## EXTRACT

↓

I'm using bulbflow (python) with Neo4j and I'm trying to add an index only on a subset of my keys (for now, simply keys named 'name' for optional index-based lookup).
I don't love the bulbflow Models (too restrictive) and I couldn't figure out how to do selective indexing without changing code since the 'autoindex' is a global setting -- I don't see how to configure it based on the key.
Has anyone done something like this?
-Andrew

You can disable Bulbs auto-indexing by setting g.config.autoindex to False.
See https://github.com/espeed/bulbs/blob/master/bulbs/config.py#L62
>>> from bulbs.neo4jserver import Graph
>>> g = Graph()
>>> g.config.autoindex = False
>>> g.vertices.create(name="James")
In the example above, this will cause the name property not to be indexed automatically.
Setting autoindex to False will switch to using the low-level client's create_vertex() method instead of the create_indexed_vertex() method:
See https://github.com/espeed/bulbs/blob/master/bulbs/neo4jserver/client.py#L422
The create_indexed_vertex() method has a keys arg, which you can use for selective indexing:
See https://github.com/espeed/bulbs/blob/master/bulbs/neo4jserver/client.py#L424
This is the low-level client method used by Bulbs models. You generally don't need to explicitly call the low-level client methods, but if you do, you can selectively index properties by including the property name in the keys arg.
To selectively index properties in a Model, simply override get_index_keys() in your Model definition:
See https://github.com/espeed/bulbs/blob/master/bulbs/model.py#L383
By default, Bulbs models index all properties. If no keys are provided, then all properties are indexed (like in TinkerPop/Blueprints).
See the Model _create() and get_bundle() methods:
_create() https://github.com/espeed/bulbs/blob/master/bulbs/model.py#L583
get_bundle() https://github.com/espeed/bulbs/blob/master/bulbs/model.py#L363
get_index_keys() https://github.com/espeed/bulbs/blob/master/bulbs/model.py#L383
To enable selective indexing for generic vertices and edges, I updated the Bulbs generic vertex/edge methods to include a _keys arg where you can supply a list of property names (keys) to index.
See https://github.com/espeed/bulbs/commit/4fe39d5a76675020286ec9aeaa8e71d58e3a432a
Now, to selectively index properties on generic vertices/edges, you can supply a list of property names to index:
>>> from bulbs.neo4jserver import Graph
>>> g = Graph()

↑

## DATASET ENTRIES

↓

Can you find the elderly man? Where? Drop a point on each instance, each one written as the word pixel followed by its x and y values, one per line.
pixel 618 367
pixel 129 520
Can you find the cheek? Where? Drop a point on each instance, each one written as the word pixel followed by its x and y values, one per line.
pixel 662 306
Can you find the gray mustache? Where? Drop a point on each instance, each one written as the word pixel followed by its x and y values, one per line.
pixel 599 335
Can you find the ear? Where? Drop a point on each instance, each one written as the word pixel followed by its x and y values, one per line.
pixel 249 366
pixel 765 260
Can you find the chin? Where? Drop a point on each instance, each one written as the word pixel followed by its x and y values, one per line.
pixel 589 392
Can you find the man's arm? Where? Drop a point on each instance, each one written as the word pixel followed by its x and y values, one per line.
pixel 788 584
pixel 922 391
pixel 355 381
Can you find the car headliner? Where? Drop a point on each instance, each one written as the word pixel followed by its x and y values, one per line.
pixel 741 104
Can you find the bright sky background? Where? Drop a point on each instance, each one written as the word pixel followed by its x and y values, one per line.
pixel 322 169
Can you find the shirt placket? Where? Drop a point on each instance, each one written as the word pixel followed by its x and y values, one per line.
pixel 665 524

↑
↓

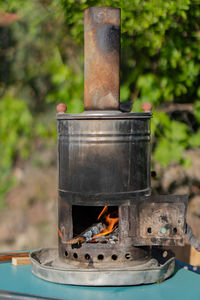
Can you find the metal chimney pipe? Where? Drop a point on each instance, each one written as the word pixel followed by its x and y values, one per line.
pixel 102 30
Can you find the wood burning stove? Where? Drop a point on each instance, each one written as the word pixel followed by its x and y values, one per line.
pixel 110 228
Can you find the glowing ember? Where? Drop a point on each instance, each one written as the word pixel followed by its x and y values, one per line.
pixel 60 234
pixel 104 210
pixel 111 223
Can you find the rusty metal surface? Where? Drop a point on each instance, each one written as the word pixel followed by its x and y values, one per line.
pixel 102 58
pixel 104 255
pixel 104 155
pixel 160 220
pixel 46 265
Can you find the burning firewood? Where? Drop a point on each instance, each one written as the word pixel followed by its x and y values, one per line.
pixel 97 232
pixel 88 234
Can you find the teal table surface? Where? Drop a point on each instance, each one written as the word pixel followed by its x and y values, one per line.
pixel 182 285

↑

## CHALLENGE A
From the Bulbs indexing thread, copy the part between "I'm using bulbflow" and "be indexed automatically.", inclusive, substituting "Bulbs" for every occurrence of "bulbflow".
## CHALLENGE B
According to the Bulbs indexing thread, which method does setting autoindex to False switch to using?

## WRITTEN REPLY A
I'm using Bulbs (python) with Neo4j and I'm trying to add an index only on a subset of my keys (for now, simply keys named 'name' for optional index-based lookup).
I don't love the Bulbs Models (too restrictive) and I couldn't figure out how to do selective indexing without changing code since the 'autoindex' is a global setting -- I don't see how to configure it based on the key.
Has anyone done something like this?
-Andrew

You can disable Bulbs auto-indexing by setting g.config.autoindex to False.
See https://github.com/espeed/bulbs/blob/master/bulbs/config.py#L62
>>> from bulbs.neo4jserver import Graph
>>> g = Graph()
>>> g.config.autoindex = False
>>> g.vertices.create(name="James")
In the example above, this will cause the name property not to be indexed automatically.

## WRITTEN REPLY B
It switches to the low-level client's create_vertex() method instead of create_indexed_vertex().